TEXTO CITADO:
12-Verifica-se, assim, que a douta sentença recorrida decidiu mal ao considerar que a cláusula penal cujo pagamento a recorrente reclama na factura de indemnização por incumprimento contratual deriva de uma prestação periodicamente renovável e se encontra prescrita ao abrigo da al. g) do artº 310º do CCivil, razão pela qual deve ser negado provimento ao recurso e, em consequência ser mantida a sentença recorrida.


Por sua vez, a ré veio apresentar contra-alegações, cujas conclusões são as seguintes:
I- O douto despacho saneador-sentença considerou que todos os créditos da A., ora recorrente, se extinguiram por prescrição, absolvendo a ré do pedido, cfr. artº 493º nºs 1 e 3 do CPCivil e artºs 10º nº 1 da Lei 23/96 de 26/07, 9º nºs 4 e 5 e 16º nºs 2 e 3 do DL 381-A/97 de 30/12 e artºs 306º nº 1 e 310º al. g) do CCivil.
II- A autora, ora recorrente veio interpor o presente recurso circunscrevendo-o tão só ao excerto do saneador-sentença que absolve a ré do pedido de condenação ao pagamento de montante indemnizatório devido a título de cláusula penal.
III- A decisão em apreço não merece qualquer reparo, tendo feito um julgamento correcto e adequado da matéria em causa.
IV- Qualquer montante indemnizatório devido a título de cláusula penal partilha das características da acessoriedade, dependência ou instrumentalidade relativamente á obrigação principal, nos termos do artº 812º nº 2 do CCivil pelo que reconhecida a prescrição da obrigação principal que constitui um facto extintivo do direito da autora, acarreta a caducidade da cláusula penal que lhe estava associada.

DADOS REGISTADOS:
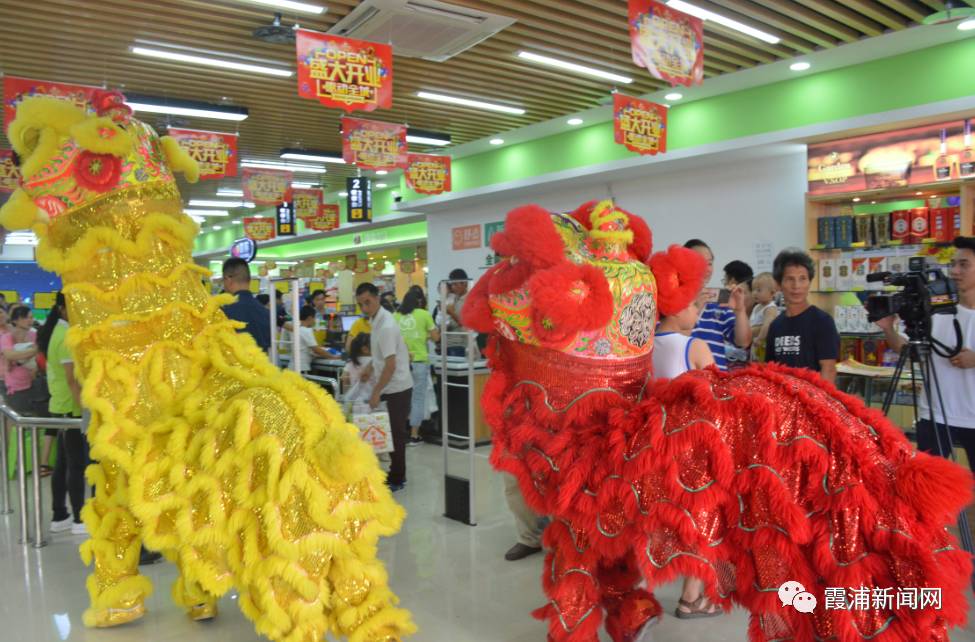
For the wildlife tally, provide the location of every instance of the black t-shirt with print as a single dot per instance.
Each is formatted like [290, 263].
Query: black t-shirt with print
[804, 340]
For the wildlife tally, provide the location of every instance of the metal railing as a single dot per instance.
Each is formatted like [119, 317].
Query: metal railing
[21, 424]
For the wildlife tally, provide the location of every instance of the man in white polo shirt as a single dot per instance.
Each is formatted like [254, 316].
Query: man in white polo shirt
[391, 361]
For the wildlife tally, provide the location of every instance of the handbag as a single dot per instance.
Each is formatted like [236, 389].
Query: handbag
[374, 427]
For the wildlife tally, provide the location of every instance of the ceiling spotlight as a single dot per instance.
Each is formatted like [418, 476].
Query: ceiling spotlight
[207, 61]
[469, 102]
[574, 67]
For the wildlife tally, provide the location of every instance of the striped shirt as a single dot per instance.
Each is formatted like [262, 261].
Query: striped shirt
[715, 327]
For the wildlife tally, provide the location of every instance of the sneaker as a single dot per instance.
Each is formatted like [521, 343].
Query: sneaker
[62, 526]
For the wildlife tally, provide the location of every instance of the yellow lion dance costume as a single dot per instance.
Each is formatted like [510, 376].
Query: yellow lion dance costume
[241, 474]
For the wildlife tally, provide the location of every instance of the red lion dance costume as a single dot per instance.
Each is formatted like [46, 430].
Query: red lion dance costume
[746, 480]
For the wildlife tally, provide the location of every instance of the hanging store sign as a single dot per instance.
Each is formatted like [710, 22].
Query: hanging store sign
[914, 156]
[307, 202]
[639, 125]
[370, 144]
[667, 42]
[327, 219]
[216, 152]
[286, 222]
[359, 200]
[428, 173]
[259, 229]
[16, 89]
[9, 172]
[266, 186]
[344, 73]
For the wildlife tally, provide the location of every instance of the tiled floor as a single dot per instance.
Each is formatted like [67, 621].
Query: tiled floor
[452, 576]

TAREFAS E EXERCÍCIOS:
1 – Segundo o texto citado, o que decidiu o despacho saneador-sentença quanto aos créditos da autora?
2 – Edite o trecho do texto citado entre "II- A autora, ora" e "de cláusula penal.", inclusive, trocando "saneador-sentença" por "despacho saneador".
3 – Resuma o texto citado em duas frases.

RESULTADOS DO EXERCÍCIO:
1 – Considerou que todos os créditos da autora se extinguiram por prescrição e absolveu a ré do pedido.

2 –
II- A autora, ora recorrente veio interpor o presente recurso circunscrevendo-o tão só ao excerto do despacho saneador que absolve a ré do pedido de condenação ao pagamento de montante indemnizatório devido a título de cláusula penal.

3 – Nas contra-alegações, a ré lembra que o despacho saneador-sentença declarou prescritos todos os créditos da autora e a absolveu do pedido, e que a autora recorreu só da parte relativa ao montante indemnizatório devido a título de cláusula penal. Para a ré, a decisão não merece reparo, porque a cláusula penal é acessória da obrigação principal e a prescrição desta acarreta a caducidade daquela.